*Tarefas a realizar*
[1] Traduza para o inglês a seguinte frase do texto sobre a rainha Leonor: "Sobretudo porque um dos embaixadores acabou por informar o regente de que a missão não vinha por vontade do rei castelhano, mas pela dos infantes de Aragão."
[2] Retome o texto sobre a rainha Leonor e o regente a partir do ponto em que ele termina, dando continuidade à narrativa.

Um bisavô de Juan Pacheco fora um dos assassinos de Inês de Castro, além de ter sido quem, em 1373, aconselhou o rei castelhano, bisavô da rainha Leonor a cercar Lisboa pelo lado do Monte Olivete para tentar desgastar a população por falta de abastecimento e fome. Em Outubro de 1440 chegou a Santarém uma comitiva castelhana para protestar contra o tratamento que os cunhados davam à rainha Leonor, e é provável que alguns dos seus membros tenham contado imediatamente aos servidores da rainha, quando a foram saudar, a sua versão sobre o ocorrido na primeira noite de casamento do príncipe Enrique. Provavelmente, D. Leonor, uma mulher para quem os rumores da corte só interessavam quando tinham que ver com questões relacionadas com os seus interesses políticos, não lhes terá dado importância. Sobretudo porque um dos embaixadores acabou por informar o regente de que a missão não vinha por vontade do rei castelhano, mas pela dos infantes de Aragão. Segundo Rui de Pina, o infante Pedro soubera, por meio dos espiões que tinha na casa de Leonor, que os selos de algumas das cartas dos embaixadores castelhanos tinham sido lacrados em Almeirim, descobrindo assim que a paz aconselhada pelo Magnânimo fora fingida. Algo que, com pouca prudência, a rainha comunicou por carta ao conde de Barcelos, explicando-lhe a dissimulação com que se fizera o acordo entre ela e o regente.

*Material de origem*
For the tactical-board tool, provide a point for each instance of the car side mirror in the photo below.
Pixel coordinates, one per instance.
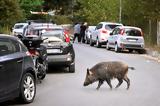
(111, 34)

*Respostas por tarefa*
[1] Above all because one of the ambassadors ended up informing the regent that the mission came not at the will of the Castilian king, but at that of the infantes of Aragon.

[2]
O conde de Barcelos aconselhou-a a ir para o Crato porque aí podia contar com a segurança proporcionada pela fortaleza em poder do prior, fiel partidário do falecido rei Duarte. Por outro lado, o conde prometeu que a ajudaria a regressar de lá com o apoio das suas tropas. É possível que a rainha tenha enviado ao Crato como mensageiro um parente do prior e marido de uma castelhana de linhagem Mendoza, que então ocupava o cargo de covilheira da rainha. O certo é que um neto deste casal, o humanista Damião de Góis, guarda-mor da Torre do Tombo em 1548, proporcionaria, através de uma crónica, informações sobre Joana de uma sinceridade rara na sua época e que não aparecem em nenhuma outra crónica. O prior do Crato, homem de idade avançada e grande experiência, respondeu à rainha que punha a fazenda, a honra e a vida ao seu serviço. E, no Outono de 1440, enviou um dos seus filhos naturais, primeiro a Santarém, para dar explicações ao regente, e depois a Almeirim, para beijar a mão da rainha; na realidade, para ajudá-la a preparar a fuga. Membro de uma ordem militar que exigia o celibato, este jovem começaria em Almeirim uma relação sentimental com uma servidora de D. Leonor, da qual nasceria uma filha que viria a ser donzela de Joana em Castela.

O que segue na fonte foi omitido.